Could you rewrite every line of the material below, requests included, multiplying each coordinate in the answers by 0.45 and rounding to the nearest whole number, with halves rounded up?

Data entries
— BEGIN —

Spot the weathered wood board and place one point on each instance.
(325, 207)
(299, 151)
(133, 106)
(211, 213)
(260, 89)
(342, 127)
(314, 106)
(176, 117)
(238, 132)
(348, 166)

— END —

Correct response:
Spot the weathered wood board and place one point on each instance.
(146, 93)
(135, 68)
(60, 48)
(95, 96)
(117, 40)
(154, 57)
(141, 48)
(79, 53)
(107, 59)
(157, 75)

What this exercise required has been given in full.